DESCRIPTION OF THE TASK:
In the records below, find the line holding "mark the muddy" and the line holding "mark the gray". Set down both, with every line between them, exactly.
+ + +
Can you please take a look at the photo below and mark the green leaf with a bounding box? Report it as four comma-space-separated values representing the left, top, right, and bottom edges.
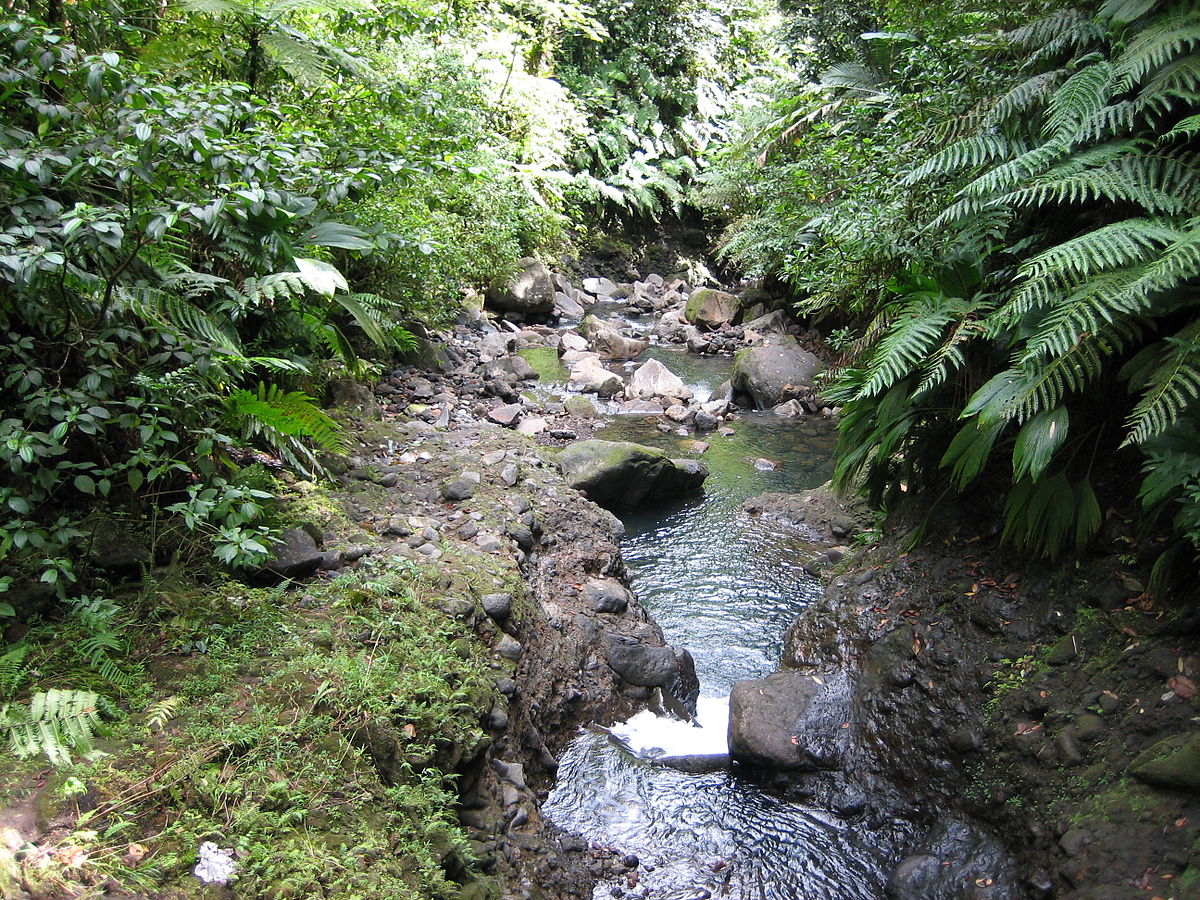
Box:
293, 257, 348, 297
0, 603, 14, 618
7, 496, 31, 515
1012, 407, 1070, 482
298, 221, 373, 251
73, 475, 96, 495
1100, 0, 1156, 24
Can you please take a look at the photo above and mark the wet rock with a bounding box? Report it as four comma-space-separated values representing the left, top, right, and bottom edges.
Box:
484, 356, 539, 382
742, 309, 790, 336
557, 440, 709, 509
486, 258, 554, 315
885, 820, 1021, 900
579, 315, 647, 360
651, 754, 731, 774
731, 337, 823, 409
584, 579, 632, 614
628, 359, 693, 401
88, 518, 151, 575
583, 276, 620, 297
261, 527, 323, 581
604, 634, 698, 709
441, 477, 476, 501
619, 399, 667, 415
516, 417, 548, 436
729, 673, 819, 771
560, 331, 590, 353
684, 288, 740, 329
496, 634, 523, 661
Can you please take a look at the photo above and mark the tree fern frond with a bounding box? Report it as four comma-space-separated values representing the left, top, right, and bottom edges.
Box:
146, 695, 181, 733
261, 31, 329, 84
227, 383, 347, 456
1115, 10, 1200, 89
1002, 155, 1200, 214
1017, 272, 1149, 360
913, 301, 993, 397
0, 646, 31, 702
1012, 218, 1178, 308
1140, 53, 1200, 110
1077, 100, 1141, 142
1002, 341, 1108, 423
1008, 9, 1094, 53
1163, 111, 1200, 139
904, 134, 1014, 186
984, 70, 1064, 130
1043, 62, 1114, 141
124, 288, 242, 355
859, 297, 964, 399
1124, 319, 1200, 445
960, 138, 1070, 199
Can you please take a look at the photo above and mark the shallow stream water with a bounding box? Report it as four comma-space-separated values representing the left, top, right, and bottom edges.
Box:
541, 345, 906, 899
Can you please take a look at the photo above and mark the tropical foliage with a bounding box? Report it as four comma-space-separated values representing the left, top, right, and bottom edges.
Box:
705, 0, 1200, 573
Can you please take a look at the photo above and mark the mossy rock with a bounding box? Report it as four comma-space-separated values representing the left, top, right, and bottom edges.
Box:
683, 288, 740, 328
556, 440, 708, 509
1130, 732, 1200, 793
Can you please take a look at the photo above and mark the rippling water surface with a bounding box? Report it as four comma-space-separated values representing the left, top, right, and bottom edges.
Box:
545, 346, 902, 899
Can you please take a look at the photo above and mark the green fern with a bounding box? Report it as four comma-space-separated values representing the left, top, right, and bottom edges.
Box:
0, 646, 31, 703
2, 689, 106, 766
1124, 319, 1200, 445
226, 382, 346, 477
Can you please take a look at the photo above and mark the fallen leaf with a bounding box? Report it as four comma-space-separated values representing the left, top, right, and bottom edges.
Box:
1175, 817, 1188, 828
1168, 675, 1197, 699
790, 735, 801, 745
1102, 690, 1119, 700
401, 723, 417, 739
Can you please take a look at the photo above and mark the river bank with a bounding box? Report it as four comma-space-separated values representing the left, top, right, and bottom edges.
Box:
4, 255, 1197, 900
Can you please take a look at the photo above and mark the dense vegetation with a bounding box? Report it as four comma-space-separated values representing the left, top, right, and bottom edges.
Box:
1, 0, 1199, 893
699, 0, 1200, 583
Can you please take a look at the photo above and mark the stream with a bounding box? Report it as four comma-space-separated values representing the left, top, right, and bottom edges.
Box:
538, 344, 911, 899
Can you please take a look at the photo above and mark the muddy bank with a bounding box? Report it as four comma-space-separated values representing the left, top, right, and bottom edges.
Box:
740, 489, 1200, 898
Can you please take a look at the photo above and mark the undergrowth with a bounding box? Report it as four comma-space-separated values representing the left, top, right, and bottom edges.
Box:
2, 555, 493, 899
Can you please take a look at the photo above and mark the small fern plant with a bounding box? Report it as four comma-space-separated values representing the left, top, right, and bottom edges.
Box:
2, 688, 109, 766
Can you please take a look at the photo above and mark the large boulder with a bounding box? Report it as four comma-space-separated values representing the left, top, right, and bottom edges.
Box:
579, 314, 647, 360
684, 288, 740, 329
731, 336, 823, 409
261, 527, 323, 581
557, 440, 708, 508
486, 258, 554, 314
627, 358, 693, 401
1131, 733, 1200, 793
604, 633, 700, 712
567, 356, 623, 398
728, 670, 849, 770
886, 820, 1021, 900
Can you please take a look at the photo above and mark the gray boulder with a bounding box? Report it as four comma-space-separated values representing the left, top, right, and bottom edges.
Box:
886, 820, 1021, 900
557, 440, 709, 509
580, 314, 647, 360
262, 527, 323, 581
483, 356, 539, 382
731, 336, 823, 409
684, 288, 740, 329
486, 258, 554, 314
627, 358, 693, 401
567, 356, 624, 398
605, 633, 699, 712
728, 670, 850, 771
88, 518, 151, 575
583, 578, 632, 614
742, 309, 791, 337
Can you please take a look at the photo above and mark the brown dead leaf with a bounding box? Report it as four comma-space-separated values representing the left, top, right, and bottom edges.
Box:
1175, 817, 1188, 828
790, 735, 801, 746
1168, 675, 1197, 699
401, 723, 417, 739
1102, 690, 1119, 700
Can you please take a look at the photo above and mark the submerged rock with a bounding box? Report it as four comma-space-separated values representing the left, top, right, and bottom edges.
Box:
556, 440, 708, 509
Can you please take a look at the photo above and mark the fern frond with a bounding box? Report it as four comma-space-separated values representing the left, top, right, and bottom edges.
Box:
1140, 53, 1200, 110
904, 134, 1014, 186
261, 30, 329, 84
1043, 62, 1114, 141
984, 70, 1064, 130
125, 288, 242, 355
1009, 9, 1094, 53
0, 646, 31, 702
1077, 100, 1141, 142
960, 138, 1070, 199
3, 689, 104, 766
1115, 10, 1200, 89
912, 299, 993, 397
1124, 319, 1200, 445
859, 297, 964, 399
227, 383, 347, 455
146, 695, 181, 733
1012, 218, 1178, 309
1002, 155, 1200, 214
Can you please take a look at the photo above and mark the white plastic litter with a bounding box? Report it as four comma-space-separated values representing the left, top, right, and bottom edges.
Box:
193, 841, 238, 884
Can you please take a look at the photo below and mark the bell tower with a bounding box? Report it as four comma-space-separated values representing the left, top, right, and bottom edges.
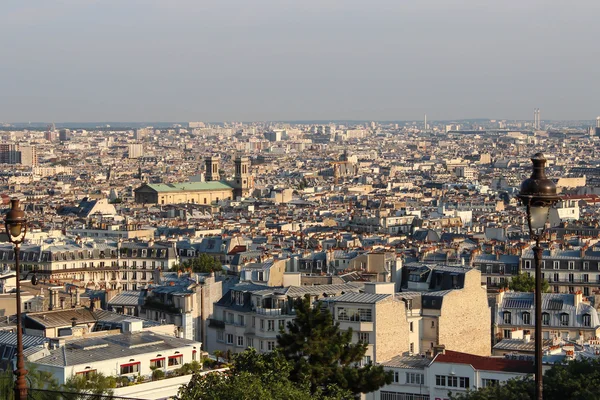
+ + +
PROBLEM SOLUTION:
Can you please take a look at the photo above and mark the muddy bank with a bounding box? Report it as four comma-space-separated values representing the left, top, right, and bottom edges.
Box:
740, 489, 1200, 898
Can you please take a look at the photo above and mark the undergrowth with a bounding box? Report it as four comma-space-separated values representing the left, top, right, and bottom edges.
Box:
2, 555, 493, 899
Can you please take a look at the photo above and mark the small fern plant with a bounding box? Report it as four comma-space-separated values representing the left, top, right, and bottom edges.
Box:
2, 688, 109, 766
Can you please take a look at the photo above and mark the large boulder with a bounding box? Report it as four comma-space-separated values representing the left, top, right, and bottom edges.
Box:
579, 314, 647, 360
684, 288, 740, 329
731, 336, 823, 409
261, 527, 323, 581
557, 440, 708, 508
486, 258, 554, 314
627, 358, 693, 401
1131, 733, 1200, 793
604, 633, 700, 712
567, 356, 623, 398
728, 670, 849, 770
886, 820, 1021, 900
Can you please take a look at the photo above and mark the gray boulder with a bounding box? Report it as four comma-space-separated values representing the left, top, right, and bottom edges.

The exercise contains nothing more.